## Source text
——

Ahead of our full review, we dive into the story campaign of Call Of Duty: Black Ops 7 and discover a new low for the franchise.
You may have heard already, but Activision doesn’t often send out review codes ahead of time for Call Of Duty. As the biggest-selling gaming franchise in the world it doesn’t need to, but it means we’re playing the latest entry, Call Of Duty: Black Ops 7 at the same time as everyone else and word has already got out that the four hour long campaign is maybe not the best the series has ever seen.
Our scored review will arrive later this week, once we’ve had a chance to play more of the multiplayer and Zombies, but we have finished the campaign already – so we can at least offer our full impressions on one corner of the Black Ops 7 suite.
Call Of Duty campaigns might be the most inconsequential part of the package (if you look at the trophy unlock percentages, only a slim minority bother to complete them), but they’re still the tone-setter for the whole game. Which is a bit of a problem when the experience is as bad as Black Ops 7.

——

## Material shown
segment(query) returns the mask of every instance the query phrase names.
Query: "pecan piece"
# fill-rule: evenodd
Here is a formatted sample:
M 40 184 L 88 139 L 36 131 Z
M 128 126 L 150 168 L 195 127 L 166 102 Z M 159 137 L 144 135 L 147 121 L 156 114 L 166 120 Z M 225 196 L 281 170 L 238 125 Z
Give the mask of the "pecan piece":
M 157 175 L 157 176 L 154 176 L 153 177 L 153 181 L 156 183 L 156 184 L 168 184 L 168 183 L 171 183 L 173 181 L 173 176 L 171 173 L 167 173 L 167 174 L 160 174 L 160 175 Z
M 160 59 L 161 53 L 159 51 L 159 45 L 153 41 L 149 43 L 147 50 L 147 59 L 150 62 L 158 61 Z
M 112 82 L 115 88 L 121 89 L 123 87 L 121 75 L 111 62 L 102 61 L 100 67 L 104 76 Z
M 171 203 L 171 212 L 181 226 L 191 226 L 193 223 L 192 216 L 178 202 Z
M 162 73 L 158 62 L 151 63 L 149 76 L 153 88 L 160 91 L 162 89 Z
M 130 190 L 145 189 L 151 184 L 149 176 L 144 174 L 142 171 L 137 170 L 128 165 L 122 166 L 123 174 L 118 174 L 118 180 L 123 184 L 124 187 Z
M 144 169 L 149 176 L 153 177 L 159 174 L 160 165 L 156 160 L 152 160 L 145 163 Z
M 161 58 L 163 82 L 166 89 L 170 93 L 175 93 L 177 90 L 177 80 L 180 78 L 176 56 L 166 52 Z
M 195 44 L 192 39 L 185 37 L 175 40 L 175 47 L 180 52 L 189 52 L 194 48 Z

——

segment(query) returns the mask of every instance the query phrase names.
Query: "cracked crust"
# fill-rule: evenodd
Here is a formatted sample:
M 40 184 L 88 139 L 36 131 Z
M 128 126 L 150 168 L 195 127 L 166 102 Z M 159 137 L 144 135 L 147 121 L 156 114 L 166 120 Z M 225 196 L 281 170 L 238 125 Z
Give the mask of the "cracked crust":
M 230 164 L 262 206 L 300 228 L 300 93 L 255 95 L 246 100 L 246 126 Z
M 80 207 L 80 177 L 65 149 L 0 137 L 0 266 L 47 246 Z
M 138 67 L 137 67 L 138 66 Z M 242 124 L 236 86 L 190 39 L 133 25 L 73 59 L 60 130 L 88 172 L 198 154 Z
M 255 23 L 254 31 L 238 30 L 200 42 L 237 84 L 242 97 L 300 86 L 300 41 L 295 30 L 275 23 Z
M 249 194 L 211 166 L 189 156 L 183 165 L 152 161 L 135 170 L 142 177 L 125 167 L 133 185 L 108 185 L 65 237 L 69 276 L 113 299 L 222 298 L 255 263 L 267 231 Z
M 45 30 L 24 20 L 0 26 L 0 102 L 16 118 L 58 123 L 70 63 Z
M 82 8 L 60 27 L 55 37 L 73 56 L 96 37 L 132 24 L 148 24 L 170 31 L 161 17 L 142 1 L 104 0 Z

——

## Problems to solve
**a)** According to the Black Ops 7 preview, why are the reviewers playing the game at the same time as everyone else? Answer in one to three sentences.
**b)** Reproduce the Black Ops 7 preview between "Our scored review" and "Black Ops 7.", inclusive.

## Task-by-task solutions
**a)** Activision doesn't often send out review codes ahead of time for Call Of Duty, so the reviewers got the game when everyone else did. As the biggest-selling gaming franchise in the world, Call Of Duty doesn't need to send codes early.

**b)**
Our scored review will arrive later this week, once we’ve had a chance to play more of the multiplayer and Zombies, but we have finished the campaign already – so we can at least offer our full impressions on one corner of the Black Ops 7 suite.
Call Of Duty campaigns might be the most inconsequential part of the package (if you look at the trophy unlock percentages, only a slim minority bother to complete them), but they’re still the tone-setter for the whole game. Which is a bit of a problem when the experience is as bad as Black Ops 7.